EXERCISE DESCRIPTION: Exactly repeat the line that contains "Where can the flagpole", then every line after it up to and including the final line.

RECORDS SHOWN:
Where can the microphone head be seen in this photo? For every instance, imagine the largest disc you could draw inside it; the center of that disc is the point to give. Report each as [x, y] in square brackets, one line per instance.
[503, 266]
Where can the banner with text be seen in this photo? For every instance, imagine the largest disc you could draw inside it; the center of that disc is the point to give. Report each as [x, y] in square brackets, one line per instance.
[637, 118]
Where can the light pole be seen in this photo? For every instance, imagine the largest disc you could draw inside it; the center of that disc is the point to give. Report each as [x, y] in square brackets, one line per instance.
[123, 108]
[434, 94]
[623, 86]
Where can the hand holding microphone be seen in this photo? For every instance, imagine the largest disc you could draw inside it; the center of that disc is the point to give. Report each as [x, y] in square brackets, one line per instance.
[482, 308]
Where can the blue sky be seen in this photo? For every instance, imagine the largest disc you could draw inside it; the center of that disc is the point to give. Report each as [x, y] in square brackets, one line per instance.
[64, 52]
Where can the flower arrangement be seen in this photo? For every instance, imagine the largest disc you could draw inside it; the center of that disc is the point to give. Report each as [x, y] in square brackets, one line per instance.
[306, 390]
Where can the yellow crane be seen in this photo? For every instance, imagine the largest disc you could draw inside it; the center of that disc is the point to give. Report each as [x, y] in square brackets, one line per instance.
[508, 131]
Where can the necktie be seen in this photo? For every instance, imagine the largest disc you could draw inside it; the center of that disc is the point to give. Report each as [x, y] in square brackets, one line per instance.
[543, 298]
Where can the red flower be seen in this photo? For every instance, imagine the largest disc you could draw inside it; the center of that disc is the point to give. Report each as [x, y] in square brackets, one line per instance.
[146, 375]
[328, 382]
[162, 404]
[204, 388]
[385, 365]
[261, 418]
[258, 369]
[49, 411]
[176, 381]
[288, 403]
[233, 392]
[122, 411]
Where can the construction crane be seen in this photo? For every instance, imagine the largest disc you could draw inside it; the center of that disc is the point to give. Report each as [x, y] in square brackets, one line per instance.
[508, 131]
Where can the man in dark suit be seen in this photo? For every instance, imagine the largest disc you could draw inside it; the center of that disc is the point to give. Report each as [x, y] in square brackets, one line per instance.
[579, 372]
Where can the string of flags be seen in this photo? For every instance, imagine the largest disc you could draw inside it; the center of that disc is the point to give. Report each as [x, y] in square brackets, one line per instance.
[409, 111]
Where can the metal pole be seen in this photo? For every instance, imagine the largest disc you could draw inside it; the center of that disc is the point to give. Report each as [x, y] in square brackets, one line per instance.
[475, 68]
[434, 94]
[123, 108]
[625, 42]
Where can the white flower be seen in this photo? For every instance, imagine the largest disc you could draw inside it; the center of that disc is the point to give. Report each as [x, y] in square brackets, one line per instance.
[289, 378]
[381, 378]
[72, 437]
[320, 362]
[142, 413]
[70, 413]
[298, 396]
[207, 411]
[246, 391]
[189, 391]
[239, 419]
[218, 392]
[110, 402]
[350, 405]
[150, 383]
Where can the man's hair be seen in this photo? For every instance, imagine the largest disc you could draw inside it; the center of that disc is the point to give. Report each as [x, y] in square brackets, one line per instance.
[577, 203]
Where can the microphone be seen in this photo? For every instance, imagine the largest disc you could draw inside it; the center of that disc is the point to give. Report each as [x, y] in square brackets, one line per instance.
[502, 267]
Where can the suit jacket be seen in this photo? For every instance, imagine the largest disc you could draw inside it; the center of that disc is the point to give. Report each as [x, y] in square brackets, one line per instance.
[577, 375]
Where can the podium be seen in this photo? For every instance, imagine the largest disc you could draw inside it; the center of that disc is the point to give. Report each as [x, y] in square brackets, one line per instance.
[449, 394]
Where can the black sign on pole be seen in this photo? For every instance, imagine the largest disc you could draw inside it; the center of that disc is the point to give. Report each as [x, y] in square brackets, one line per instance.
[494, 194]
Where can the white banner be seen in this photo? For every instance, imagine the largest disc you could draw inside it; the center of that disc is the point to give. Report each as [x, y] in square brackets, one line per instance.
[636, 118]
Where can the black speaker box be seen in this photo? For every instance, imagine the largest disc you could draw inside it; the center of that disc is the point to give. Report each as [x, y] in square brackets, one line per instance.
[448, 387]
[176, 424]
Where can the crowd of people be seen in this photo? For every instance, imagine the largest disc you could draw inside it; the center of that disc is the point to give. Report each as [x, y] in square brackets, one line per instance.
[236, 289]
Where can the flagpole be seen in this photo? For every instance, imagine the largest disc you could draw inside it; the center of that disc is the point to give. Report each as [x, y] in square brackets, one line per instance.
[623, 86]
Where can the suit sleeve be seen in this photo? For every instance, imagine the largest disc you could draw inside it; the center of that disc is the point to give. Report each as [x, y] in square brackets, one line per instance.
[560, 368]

ANSWER BELOW:
Where can the flagpole be seen in this photo? For every instance, imagine the largest disc you could draw inside it; the center of that disc is the point to give. Report each as [x, y] in square brackets, one line per instance.
[623, 86]
Where can the suit sleeve be seen in this photo? For every instance, imagine the largest disc you could draw inside it; the center of that disc is the point to give. Report each as [x, y] in square brackets, one line per instance.
[560, 368]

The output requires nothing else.